## Provided material
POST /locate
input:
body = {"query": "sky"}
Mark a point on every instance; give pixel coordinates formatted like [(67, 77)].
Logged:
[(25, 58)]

## Written exercise
Replace "instance" with "occurrence" in the items above and change nothing else.

## Result
POST /locate
input:
body = {"query": "sky"}
Mark a point on every occurrence; give pixel coordinates formatted like [(67, 77)].
Logged:
[(25, 58)]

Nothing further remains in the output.